* _Assignment_: Begin at the line containing "out like [381,402]." in the data below and go on through the line containing "Query: gray stone brick", repeating each line exactly; include both ends and no other line.

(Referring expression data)
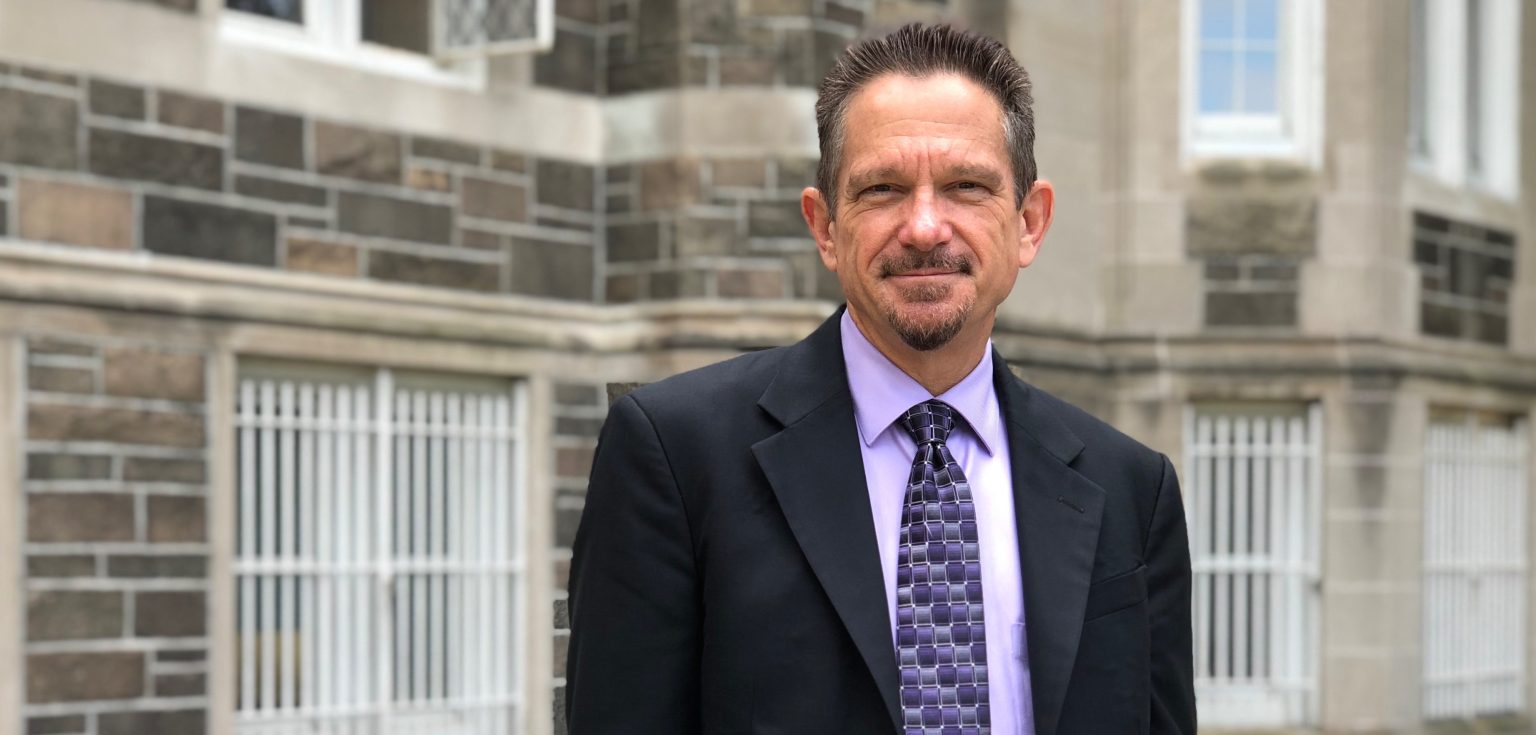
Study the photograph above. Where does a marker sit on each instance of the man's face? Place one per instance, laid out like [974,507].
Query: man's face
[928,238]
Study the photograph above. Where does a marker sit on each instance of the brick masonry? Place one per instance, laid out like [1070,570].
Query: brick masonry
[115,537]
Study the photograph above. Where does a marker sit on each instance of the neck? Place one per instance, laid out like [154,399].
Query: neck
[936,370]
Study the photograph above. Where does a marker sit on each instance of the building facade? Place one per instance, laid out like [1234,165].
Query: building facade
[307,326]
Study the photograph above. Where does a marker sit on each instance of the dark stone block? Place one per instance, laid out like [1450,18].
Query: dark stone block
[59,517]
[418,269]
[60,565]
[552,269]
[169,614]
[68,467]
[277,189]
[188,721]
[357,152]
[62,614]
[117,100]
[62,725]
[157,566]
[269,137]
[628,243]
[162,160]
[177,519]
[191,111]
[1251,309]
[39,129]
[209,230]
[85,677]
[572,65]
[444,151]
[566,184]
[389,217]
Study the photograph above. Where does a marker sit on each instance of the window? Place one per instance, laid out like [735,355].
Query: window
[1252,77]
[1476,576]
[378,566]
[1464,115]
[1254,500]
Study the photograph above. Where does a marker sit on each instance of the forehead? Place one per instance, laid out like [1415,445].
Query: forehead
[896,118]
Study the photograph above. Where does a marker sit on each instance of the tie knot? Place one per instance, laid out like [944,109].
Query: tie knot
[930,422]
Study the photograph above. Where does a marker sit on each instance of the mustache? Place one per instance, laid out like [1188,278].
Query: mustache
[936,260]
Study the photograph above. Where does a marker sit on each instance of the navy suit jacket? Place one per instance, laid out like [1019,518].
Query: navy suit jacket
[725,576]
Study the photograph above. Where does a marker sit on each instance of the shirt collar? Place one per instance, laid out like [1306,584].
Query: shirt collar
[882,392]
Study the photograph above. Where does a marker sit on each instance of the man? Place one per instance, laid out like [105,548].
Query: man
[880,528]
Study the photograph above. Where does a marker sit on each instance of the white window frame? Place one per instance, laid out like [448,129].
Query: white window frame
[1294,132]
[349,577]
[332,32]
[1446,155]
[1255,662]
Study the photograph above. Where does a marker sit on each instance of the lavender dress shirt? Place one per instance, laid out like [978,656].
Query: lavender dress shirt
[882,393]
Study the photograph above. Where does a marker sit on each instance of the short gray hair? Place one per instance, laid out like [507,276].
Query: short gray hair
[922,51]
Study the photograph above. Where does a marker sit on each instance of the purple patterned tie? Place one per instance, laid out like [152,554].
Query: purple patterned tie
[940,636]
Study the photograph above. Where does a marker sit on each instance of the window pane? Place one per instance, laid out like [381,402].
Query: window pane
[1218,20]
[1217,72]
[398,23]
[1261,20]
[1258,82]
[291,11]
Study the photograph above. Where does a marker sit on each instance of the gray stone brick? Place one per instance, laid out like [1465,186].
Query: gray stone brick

...

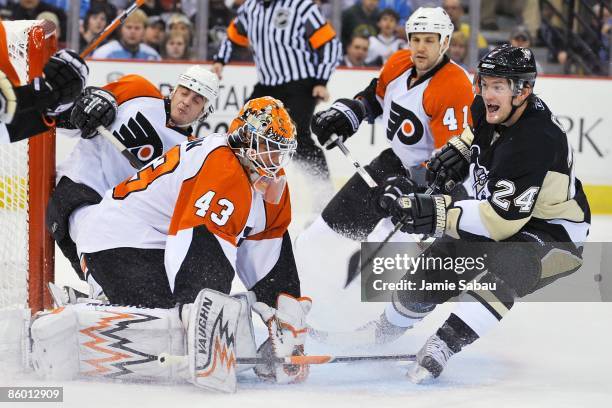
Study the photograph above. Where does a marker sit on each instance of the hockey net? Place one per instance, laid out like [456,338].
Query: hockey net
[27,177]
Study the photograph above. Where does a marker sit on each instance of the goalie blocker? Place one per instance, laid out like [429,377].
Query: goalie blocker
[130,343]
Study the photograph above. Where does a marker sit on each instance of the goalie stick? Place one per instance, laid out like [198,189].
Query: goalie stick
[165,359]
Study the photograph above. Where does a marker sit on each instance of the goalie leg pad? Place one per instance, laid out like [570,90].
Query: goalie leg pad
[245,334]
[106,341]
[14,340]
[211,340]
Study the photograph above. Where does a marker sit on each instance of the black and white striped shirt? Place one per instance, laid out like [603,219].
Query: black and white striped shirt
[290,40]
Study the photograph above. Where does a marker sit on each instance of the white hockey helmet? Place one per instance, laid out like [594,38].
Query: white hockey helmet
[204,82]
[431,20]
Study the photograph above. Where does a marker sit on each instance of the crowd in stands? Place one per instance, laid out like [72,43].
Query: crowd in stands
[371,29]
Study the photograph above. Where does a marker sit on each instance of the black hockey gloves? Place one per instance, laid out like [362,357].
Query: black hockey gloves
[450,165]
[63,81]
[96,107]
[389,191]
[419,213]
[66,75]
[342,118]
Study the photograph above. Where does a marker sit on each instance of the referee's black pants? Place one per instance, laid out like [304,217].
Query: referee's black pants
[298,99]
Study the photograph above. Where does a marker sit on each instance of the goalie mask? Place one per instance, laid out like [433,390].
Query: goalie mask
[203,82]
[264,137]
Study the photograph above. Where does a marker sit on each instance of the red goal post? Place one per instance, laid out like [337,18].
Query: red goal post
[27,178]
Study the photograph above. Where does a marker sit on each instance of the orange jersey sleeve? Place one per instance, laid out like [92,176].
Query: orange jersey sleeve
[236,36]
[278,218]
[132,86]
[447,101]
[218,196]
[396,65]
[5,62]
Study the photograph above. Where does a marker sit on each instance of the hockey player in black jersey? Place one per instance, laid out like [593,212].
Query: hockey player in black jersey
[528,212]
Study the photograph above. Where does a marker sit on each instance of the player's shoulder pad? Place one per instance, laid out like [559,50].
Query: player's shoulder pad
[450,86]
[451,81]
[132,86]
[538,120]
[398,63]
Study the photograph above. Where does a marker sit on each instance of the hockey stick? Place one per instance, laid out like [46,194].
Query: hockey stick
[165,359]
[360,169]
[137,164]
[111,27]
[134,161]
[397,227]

* * *

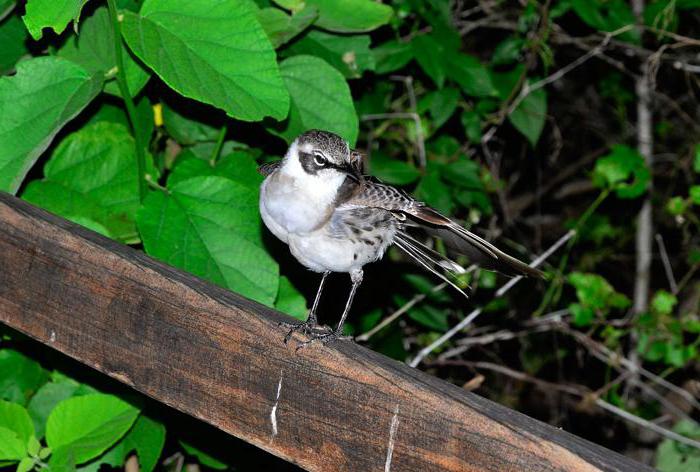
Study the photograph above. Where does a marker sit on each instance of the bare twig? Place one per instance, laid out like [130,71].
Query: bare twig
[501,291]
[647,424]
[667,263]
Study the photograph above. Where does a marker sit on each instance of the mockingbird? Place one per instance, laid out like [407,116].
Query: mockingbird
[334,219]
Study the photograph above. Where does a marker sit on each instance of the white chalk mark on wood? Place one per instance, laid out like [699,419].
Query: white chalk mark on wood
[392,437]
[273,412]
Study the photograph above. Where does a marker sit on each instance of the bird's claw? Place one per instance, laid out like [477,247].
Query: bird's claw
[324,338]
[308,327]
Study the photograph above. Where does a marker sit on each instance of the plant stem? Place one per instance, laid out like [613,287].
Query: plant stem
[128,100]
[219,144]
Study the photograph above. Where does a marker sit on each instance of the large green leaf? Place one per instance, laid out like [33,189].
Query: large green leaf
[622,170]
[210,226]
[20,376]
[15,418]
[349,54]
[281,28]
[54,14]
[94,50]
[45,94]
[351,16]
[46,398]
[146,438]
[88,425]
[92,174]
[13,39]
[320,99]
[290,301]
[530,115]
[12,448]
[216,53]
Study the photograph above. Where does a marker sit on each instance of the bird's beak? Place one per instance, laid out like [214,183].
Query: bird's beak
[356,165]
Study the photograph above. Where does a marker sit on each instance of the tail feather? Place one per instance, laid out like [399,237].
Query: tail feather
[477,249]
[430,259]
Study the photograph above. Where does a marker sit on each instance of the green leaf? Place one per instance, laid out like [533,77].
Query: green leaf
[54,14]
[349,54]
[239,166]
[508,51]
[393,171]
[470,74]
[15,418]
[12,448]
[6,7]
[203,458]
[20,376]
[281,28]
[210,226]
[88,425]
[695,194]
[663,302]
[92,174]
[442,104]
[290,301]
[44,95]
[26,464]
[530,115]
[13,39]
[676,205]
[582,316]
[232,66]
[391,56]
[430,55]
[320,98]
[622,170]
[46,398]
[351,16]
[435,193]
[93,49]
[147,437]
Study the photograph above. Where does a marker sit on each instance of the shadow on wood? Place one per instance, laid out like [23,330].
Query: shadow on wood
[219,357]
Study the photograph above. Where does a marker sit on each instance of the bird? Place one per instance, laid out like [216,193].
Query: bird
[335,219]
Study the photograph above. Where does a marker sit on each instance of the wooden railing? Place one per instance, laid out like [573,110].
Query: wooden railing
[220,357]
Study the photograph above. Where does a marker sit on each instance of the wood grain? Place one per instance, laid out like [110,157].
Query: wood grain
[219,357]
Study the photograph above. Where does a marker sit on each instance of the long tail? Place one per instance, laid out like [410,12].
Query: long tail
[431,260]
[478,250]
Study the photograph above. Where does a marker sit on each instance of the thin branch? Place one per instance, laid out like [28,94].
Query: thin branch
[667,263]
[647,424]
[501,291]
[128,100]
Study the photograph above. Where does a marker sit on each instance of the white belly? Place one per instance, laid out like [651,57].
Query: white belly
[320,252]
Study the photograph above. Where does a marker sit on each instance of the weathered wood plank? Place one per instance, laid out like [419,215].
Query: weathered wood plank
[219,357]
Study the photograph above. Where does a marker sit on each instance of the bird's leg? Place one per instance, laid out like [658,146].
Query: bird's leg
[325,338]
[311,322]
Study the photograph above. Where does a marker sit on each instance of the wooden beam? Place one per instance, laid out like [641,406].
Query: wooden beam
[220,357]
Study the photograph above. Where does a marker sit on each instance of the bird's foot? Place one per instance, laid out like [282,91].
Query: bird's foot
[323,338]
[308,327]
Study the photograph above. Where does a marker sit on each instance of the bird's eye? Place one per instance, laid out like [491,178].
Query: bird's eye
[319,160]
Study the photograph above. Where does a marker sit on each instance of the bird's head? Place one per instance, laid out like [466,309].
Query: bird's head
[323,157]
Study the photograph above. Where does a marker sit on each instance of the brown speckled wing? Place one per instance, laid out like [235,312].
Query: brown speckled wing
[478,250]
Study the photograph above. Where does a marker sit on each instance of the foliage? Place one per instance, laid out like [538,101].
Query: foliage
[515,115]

* _Final answer_:
Study the photograph above. Where does a marker sit on each instance of the window pane? Place one per instance, laid out like [381,402].
Query: window pane
[1218,20]
[1217,72]
[398,23]
[1261,20]
[1258,82]
[291,11]
Study the photograph above. Where does a marker sit on each instance of the gray stone brick? Place one per instance, laid out like [1465,186].
Query: gray stone brick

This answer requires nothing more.